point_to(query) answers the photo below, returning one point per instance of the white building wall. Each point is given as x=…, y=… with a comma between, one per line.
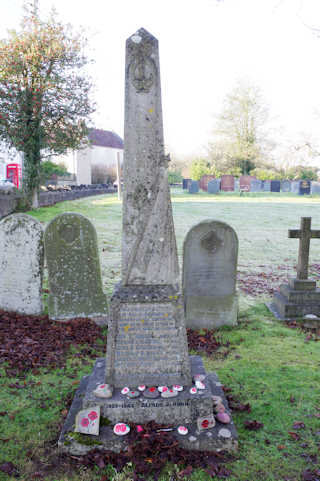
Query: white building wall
x=83, y=166
x=80, y=162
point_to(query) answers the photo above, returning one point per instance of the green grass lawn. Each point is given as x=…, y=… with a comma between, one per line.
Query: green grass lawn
x=274, y=368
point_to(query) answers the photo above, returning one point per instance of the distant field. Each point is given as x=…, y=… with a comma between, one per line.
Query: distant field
x=272, y=370
x=261, y=222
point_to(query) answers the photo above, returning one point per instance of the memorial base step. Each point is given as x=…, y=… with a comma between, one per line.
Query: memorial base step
x=185, y=409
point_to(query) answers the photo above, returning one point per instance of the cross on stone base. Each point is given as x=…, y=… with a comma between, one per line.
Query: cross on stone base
x=304, y=234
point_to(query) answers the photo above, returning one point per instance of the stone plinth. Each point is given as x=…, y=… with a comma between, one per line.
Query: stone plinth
x=296, y=299
x=74, y=269
x=184, y=409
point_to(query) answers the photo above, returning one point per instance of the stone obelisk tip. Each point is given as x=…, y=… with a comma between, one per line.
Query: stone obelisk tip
x=141, y=35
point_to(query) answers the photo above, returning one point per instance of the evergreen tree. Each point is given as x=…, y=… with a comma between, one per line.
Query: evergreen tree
x=44, y=93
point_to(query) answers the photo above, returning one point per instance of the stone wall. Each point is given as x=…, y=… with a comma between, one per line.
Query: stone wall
x=8, y=202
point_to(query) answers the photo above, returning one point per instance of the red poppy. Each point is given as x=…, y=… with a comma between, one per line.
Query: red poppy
x=92, y=415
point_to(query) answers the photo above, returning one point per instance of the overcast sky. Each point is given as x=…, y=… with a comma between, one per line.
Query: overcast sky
x=205, y=47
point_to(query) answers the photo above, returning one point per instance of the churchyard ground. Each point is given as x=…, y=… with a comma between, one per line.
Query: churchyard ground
x=267, y=364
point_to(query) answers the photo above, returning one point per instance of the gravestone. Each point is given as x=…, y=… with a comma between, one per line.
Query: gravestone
x=300, y=296
x=256, y=185
x=147, y=344
x=210, y=254
x=275, y=186
x=214, y=186
x=244, y=182
x=185, y=183
x=304, y=187
x=204, y=181
x=295, y=186
x=227, y=183
x=21, y=264
x=266, y=186
x=73, y=269
x=193, y=187
x=315, y=188
x=285, y=186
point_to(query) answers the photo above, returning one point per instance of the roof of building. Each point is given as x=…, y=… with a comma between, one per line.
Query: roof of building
x=105, y=138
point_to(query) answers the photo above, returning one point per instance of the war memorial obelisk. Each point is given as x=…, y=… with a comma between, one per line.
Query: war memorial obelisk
x=148, y=327
x=147, y=374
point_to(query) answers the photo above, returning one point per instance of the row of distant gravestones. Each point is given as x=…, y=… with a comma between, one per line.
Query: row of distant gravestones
x=246, y=183
x=75, y=286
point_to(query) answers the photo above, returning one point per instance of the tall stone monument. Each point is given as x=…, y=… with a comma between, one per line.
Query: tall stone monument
x=147, y=373
x=300, y=296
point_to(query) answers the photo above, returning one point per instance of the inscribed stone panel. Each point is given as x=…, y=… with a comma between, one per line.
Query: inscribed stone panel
x=227, y=183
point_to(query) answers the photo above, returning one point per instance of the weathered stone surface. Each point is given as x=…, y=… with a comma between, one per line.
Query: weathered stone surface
x=185, y=409
x=73, y=268
x=227, y=183
x=266, y=185
x=295, y=186
x=193, y=187
x=205, y=179
x=214, y=186
x=21, y=264
x=244, y=182
x=210, y=255
x=315, y=188
x=256, y=185
x=88, y=420
x=300, y=296
x=148, y=238
x=147, y=339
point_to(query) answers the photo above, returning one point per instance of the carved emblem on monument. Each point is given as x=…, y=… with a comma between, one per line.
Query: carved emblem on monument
x=69, y=232
x=142, y=70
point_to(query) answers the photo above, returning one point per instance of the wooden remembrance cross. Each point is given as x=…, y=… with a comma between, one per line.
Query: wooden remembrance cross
x=304, y=234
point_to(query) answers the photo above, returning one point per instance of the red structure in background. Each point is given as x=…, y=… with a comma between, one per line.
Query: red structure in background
x=227, y=183
x=14, y=174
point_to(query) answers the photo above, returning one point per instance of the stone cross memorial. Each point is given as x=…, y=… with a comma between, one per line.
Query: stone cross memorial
x=21, y=264
x=300, y=297
x=147, y=373
x=74, y=269
x=210, y=255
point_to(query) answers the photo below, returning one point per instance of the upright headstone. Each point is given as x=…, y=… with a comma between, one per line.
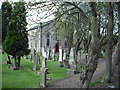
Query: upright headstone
x=43, y=73
x=43, y=63
x=64, y=55
x=60, y=57
x=35, y=63
x=72, y=62
x=53, y=55
x=65, y=61
x=83, y=59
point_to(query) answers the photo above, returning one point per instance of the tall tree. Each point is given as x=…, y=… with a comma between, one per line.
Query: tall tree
x=16, y=42
x=6, y=16
x=109, y=41
x=92, y=64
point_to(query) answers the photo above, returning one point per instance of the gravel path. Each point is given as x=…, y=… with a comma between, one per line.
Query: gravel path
x=73, y=81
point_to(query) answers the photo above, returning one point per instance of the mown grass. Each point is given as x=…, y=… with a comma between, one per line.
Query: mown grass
x=26, y=77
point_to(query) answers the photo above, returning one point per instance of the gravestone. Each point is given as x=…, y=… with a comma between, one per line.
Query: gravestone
x=35, y=67
x=64, y=55
x=43, y=76
x=38, y=59
x=43, y=63
x=83, y=59
x=47, y=52
x=65, y=61
x=44, y=53
x=53, y=57
x=72, y=62
x=60, y=58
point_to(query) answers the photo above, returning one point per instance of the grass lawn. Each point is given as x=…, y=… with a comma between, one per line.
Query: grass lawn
x=26, y=77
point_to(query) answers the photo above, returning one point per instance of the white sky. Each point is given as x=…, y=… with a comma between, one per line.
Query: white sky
x=33, y=14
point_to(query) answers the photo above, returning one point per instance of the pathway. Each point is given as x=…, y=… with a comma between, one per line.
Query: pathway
x=73, y=81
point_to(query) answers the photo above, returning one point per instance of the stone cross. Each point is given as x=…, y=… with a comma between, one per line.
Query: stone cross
x=60, y=55
x=43, y=77
x=71, y=61
x=64, y=55
x=43, y=63
x=53, y=54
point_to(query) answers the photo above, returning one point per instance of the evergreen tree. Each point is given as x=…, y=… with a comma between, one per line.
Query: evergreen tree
x=16, y=42
x=6, y=15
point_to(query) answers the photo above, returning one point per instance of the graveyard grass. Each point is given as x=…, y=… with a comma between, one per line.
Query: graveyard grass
x=26, y=77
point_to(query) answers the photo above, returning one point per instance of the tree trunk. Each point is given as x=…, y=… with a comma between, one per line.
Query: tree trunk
x=109, y=43
x=91, y=66
x=8, y=59
x=35, y=62
x=18, y=61
x=118, y=50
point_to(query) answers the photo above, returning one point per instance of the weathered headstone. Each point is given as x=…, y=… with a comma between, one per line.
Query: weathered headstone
x=60, y=58
x=44, y=70
x=53, y=55
x=43, y=63
x=38, y=59
x=43, y=77
x=83, y=59
x=65, y=61
x=35, y=67
x=72, y=62
x=64, y=55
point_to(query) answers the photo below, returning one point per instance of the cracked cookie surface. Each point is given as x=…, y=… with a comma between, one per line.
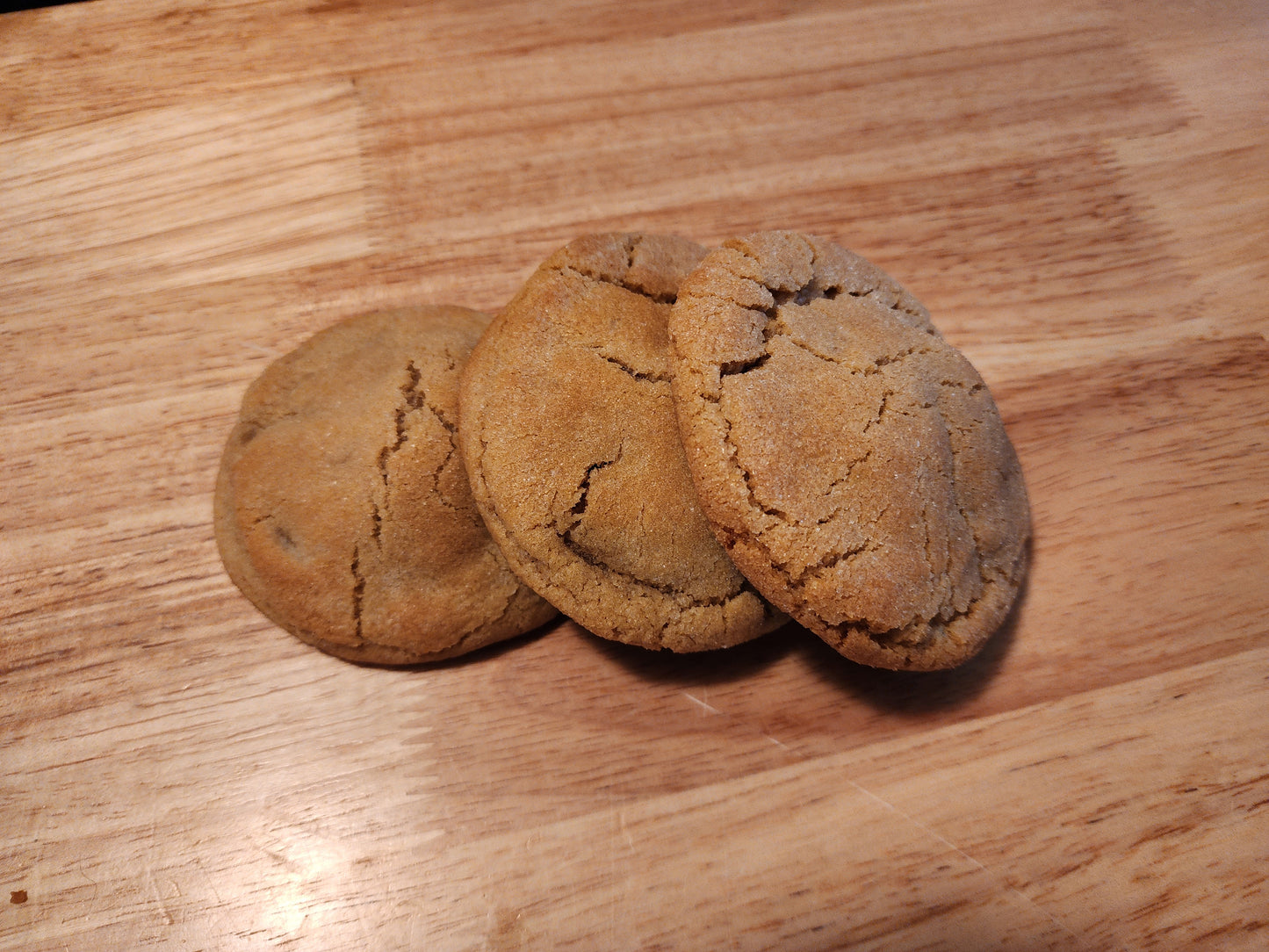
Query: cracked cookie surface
x=342, y=507
x=852, y=462
x=573, y=450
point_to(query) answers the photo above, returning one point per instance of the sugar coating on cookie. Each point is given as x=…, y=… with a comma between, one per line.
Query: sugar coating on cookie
x=571, y=444
x=852, y=462
x=342, y=507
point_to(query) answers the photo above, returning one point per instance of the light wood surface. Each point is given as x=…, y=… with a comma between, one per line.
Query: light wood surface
x=1078, y=191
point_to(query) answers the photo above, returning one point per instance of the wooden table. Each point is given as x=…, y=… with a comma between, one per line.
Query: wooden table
x=1078, y=191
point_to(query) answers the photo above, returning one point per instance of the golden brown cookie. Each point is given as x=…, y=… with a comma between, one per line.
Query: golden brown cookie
x=573, y=450
x=342, y=508
x=850, y=461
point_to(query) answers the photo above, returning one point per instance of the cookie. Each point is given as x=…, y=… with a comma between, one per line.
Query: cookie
x=571, y=444
x=342, y=507
x=852, y=462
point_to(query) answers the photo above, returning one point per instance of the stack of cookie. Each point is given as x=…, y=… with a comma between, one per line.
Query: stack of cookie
x=676, y=448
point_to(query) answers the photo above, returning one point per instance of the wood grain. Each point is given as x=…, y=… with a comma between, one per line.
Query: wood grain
x=1077, y=191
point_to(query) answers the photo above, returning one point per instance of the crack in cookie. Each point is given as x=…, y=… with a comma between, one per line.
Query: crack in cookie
x=571, y=446
x=847, y=456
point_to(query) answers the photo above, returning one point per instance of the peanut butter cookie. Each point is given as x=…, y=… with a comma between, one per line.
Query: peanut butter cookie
x=342, y=507
x=571, y=444
x=850, y=461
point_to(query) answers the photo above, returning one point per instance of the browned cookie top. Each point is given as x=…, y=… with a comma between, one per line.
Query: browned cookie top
x=852, y=461
x=342, y=508
x=571, y=444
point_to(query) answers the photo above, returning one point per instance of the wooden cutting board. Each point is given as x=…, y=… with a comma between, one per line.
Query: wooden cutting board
x=1078, y=191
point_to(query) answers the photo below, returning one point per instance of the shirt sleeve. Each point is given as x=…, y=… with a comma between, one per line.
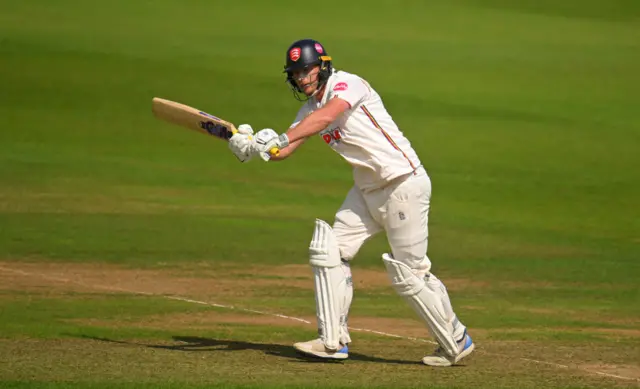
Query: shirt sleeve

---

→ TASK DESCRIPTION
Can you write out everything from the line containing "the weathered headstone." down to the line containing "x=1077, y=191", both included, leaving the text of the rows unchanged but multiplying every x and y coordinate in the answers by 0.55 and rounding each to a whole number, halves up? Leave the pictures out.

→ THE RESPONSE
point_to(query) answers the photo above, returning one point per instance of the weathered headstone. Each point is given as x=…, y=… with a comma between, one per line.
Query: weathered headstone
x=33, y=32
x=24, y=39
x=29, y=30
x=24, y=35
x=21, y=32
x=24, y=42
x=46, y=32
x=36, y=34
x=19, y=37
x=40, y=34
x=35, y=30
point_to(query) answers the photo below, returning one point per instance of the cracked cookie surface. Each point is given as x=…, y=… with a comma between, one per line.
Query: cracked cookie surface
x=188, y=279
x=469, y=254
x=315, y=248
point_to(query) answers the photo above, returning one point per instance of the sugar coating on cookie. Each point is given as x=…, y=… with a comma between, one per line.
Query: sugar coating on cookie
x=314, y=244
x=469, y=254
x=188, y=279
point_to(query) answers the photo above, returning one point per instance of the light wood surface. Each point is given as x=…, y=… with a comma between, one per line.
Query: light wood surface
x=593, y=105
point_to(query) answers the photo above, returning one point per instance of the wooden table. Each point is given as x=…, y=… with a comma between, one per line.
Query: wooden table
x=593, y=105
point_to(query) answers the photo above, returning one point per instance of the golden brown cookie. Each point is given as x=…, y=… with a comma between, one per line.
Query: golden brown cookie
x=315, y=248
x=188, y=279
x=468, y=254
point_to(query) answers the photo above, returning one point per instance of the cookie. Each point is given as x=…, y=… with a comma between, one per line.
Query: cookie
x=314, y=244
x=188, y=279
x=469, y=254
point_to(query) answers the photo above, returning one point per instance of the stack of cookie. Each point is given as x=…, y=… with a comma between, one per line.
Query: stack of cookie
x=372, y=246
point_to(query) answers the photo above, returning one point per instance of the wood grain. Each point is given as x=…, y=… with a comma between, one per line.
Query: wood grain
x=592, y=105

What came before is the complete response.